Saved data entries
■ ■ ■ ■ ■ ■ ■

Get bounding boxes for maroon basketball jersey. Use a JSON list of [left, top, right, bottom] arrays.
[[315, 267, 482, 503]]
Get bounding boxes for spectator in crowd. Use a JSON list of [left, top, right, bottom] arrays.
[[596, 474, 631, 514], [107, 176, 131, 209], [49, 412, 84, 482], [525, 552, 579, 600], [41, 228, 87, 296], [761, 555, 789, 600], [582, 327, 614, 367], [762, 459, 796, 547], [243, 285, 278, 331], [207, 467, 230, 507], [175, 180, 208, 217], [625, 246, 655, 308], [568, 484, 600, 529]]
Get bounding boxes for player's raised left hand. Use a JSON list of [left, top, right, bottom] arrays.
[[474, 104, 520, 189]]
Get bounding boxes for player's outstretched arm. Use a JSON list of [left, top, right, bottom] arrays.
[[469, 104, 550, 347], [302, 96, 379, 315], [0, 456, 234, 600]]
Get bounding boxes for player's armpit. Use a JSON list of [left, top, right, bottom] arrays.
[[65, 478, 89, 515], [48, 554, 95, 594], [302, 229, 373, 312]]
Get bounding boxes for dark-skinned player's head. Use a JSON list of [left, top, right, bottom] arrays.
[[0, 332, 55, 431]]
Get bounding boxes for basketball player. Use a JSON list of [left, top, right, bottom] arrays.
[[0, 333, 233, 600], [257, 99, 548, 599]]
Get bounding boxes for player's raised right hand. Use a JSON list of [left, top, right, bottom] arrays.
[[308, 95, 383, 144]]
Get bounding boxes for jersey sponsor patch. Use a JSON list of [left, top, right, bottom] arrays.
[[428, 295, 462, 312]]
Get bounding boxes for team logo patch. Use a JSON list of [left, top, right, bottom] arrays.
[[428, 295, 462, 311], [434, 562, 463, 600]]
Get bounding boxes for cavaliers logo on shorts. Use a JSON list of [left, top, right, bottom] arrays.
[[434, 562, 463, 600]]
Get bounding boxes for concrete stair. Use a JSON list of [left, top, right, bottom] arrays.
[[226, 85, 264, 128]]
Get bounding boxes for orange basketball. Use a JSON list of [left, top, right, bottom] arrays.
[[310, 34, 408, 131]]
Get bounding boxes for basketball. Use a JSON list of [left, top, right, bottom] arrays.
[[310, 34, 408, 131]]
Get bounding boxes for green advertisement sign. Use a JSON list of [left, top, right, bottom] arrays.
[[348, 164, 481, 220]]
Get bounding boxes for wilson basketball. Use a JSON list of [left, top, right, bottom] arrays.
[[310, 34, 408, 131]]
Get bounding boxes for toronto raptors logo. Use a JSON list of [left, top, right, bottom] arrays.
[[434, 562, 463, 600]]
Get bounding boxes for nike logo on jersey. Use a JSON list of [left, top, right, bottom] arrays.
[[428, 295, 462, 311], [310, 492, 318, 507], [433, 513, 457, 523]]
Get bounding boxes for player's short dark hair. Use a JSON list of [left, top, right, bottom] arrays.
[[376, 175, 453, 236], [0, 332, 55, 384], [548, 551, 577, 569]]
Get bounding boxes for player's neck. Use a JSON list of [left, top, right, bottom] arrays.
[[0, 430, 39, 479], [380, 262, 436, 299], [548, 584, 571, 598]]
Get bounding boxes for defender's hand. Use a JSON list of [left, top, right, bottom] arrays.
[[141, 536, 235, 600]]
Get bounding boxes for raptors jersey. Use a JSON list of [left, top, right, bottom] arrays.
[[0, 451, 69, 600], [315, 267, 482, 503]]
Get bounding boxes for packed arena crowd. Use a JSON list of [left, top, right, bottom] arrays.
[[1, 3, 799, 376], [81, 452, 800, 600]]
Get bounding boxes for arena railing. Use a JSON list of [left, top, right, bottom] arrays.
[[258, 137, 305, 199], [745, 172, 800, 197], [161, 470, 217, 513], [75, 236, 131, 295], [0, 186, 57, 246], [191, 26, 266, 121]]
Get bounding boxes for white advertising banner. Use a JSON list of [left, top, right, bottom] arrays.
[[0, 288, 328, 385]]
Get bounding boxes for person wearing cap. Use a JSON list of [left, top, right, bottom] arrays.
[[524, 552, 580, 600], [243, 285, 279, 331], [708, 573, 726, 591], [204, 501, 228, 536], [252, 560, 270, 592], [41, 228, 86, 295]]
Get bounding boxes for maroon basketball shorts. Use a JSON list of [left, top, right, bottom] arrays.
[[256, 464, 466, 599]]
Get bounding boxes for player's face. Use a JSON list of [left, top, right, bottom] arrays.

■ ■ ■ ■ ■ ■ ■

EXERCISE BRIEF: Please copy all of the data above exactly.

EXERCISE SOLUTION:
Get bounding boxes for maroon basketball jersey. Use a JSON list of [left, top, right, bottom] arrays.
[[315, 267, 482, 503]]
Get bounding boxes for spectator in crowd. Use a JSON list of [left, top, right, bottom] arrays.
[[596, 474, 631, 514], [107, 176, 131, 209], [49, 412, 84, 482], [525, 552, 579, 600], [41, 228, 87, 296], [761, 555, 789, 600], [582, 327, 614, 367], [762, 459, 796, 547], [243, 285, 278, 331], [207, 467, 230, 507], [175, 180, 208, 217], [625, 246, 655, 308], [568, 484, 600, 529]]
Get bounding boxes for player's raised left hand. Use a JSON list of [left, top, right, bottom] arrays.
[[474, 104, 520, 189]]
Get bounding boxes for player's outstretched arm. Use a JSON list of [left, top, right, bottom] arrays.
[[469, 104, 550, 347], [302, 96, 379, 315], [0, 456, 234, 600]]
Get bounding boxes for player's armpit. Use a JSON list of [left, top, right, bottom] arrays.
[[65, 478, 89, 515], [48, 554, 95, 594], [302, 229, 373, 312]]
Get bounding boxes for dark-skinned player's head. Use a JSON list of [left, top, right, bottom] arrays.
[[0, 332, 55, 431]]
Get bounding boxes for basketball player. Use a JSON list of [left, top, right, bottom] arrays.
[[0, 333, 233, 600], [257, 99, 548, 599]]
Get bounding boxes for player's raised right hand. Use a JSON list of [left, top, right, bottom] arrays.
[[308, 95, 383, 144]]
Get bounding boxes for jersey sponsor patch. Use a JSON list of [left, top, right, bottom] arrays.
[[428, 295, 462, 312]]
Get bounding boxes for team logo patch. Use a JSON list of [left, top, right, bottom] arrays.
[[428, 295, 462, 311], [434, 562, 463, 600]]
Get bounding boxes for cavaliers logo on shorts. Use a JSON list of [left, top, right, bottom] arrays.
[[434, 562, 463, 600]]
Get bounding boxes for concrete stair. Use a JSON list of [left, top, right, bottom] arrays.
[[226, 85, 264, 128]]
Get bounding boxes for orange basketball. Use a JSON list of [left, top, right, bottom] arrays.
[[310, 34, 408, 131]]
Get bounding boxes for basketball. Use a JSON list of [left, top, right, bottom] arrays.
[[310, 34, 408, 131]]
Get bounding boxes for green advertisement sign. Use a JSON list of [left, top, right, bottom] arrays.
[[348, 164, 481, 220]]
Get bounding boxes for wilson basketball. Use a JSON list of [left, top, right, bottom] arrays.
[[310, 34, 408, 131]]
Get bounding boxes for toronto raptors logo. Use a JSON list of [left, top, right, bottom] arrays.
[[434, 562, 463, 600]]
Get bounding boxes for nike logo on jersey. Use a JSON list of [left, top, right, bottom] arrays.
[[428, 295, 462, 311], [310, 492, 318, 507], [433, 513, 457, 523]]
Get bounding boxes for player's short dark hair. Use a JSON list of [left, top, right, bottom] arrays.
[[376, 175, 453, 236], [0, 332, 55, 384], [548, 551, 577, 569]]
Get bounding boxes for player's neck. Use a JSON list of [left, top, right, bottom] arrays.
[[0, 430, 39, 479], [380, 262, 436, 299], [548, 584, 571, 598]]
Get bounding boxes for defender's hand. Use a JSON list of [left, top, right, bottom] arrays.
[[141, 536, 235, 600]]
Get bounding boxes for raptors jersey. Use a JSON list of [left, top, right, bottom] arrays.
[[0, 451, 69, 600], [315, 267, 482, 503]]
Get bounding boxes for packed arena crowd. Use a JSON list of [left, top, right, bottom] arrays.
[[1, 3, 799, 376], [81, 452, 800, 600]]
Get bounding boxes for arena railing. Use a JSON list of [left, top, right, bottom] arrays.
[[258, 137, 305, 199], [745, 172, 800, 197], [161, 470, 217, 513], [75, 236, 131, 295], [0, 186, 57, 246], [191, 26, 266, 121]]
Get bounding boxes for white advertising banner. Use a JSON list of [left, top, right, bottom] arrays.
[[0, 288, 328, 385]]
Get bounding boxes for person wearing cap. Use a JSON list of [left, top, right, bottom] arrays.
[[524, 552, 580, 600], [243, 285, 279, 331], [708, 573, 726, 591], [204, 501, 228, 536], [252, 560, 270, 592], [41, 228, 86, 295]]
Get bounding boxes for maroon basketball shorts. Use a JSON list of [left, top, right, bottom] arrays.
[[256, 464, 466, 599]]
Get bounding boxes for player's face. Use a JSON list of [left, top, right, bottom] arrays.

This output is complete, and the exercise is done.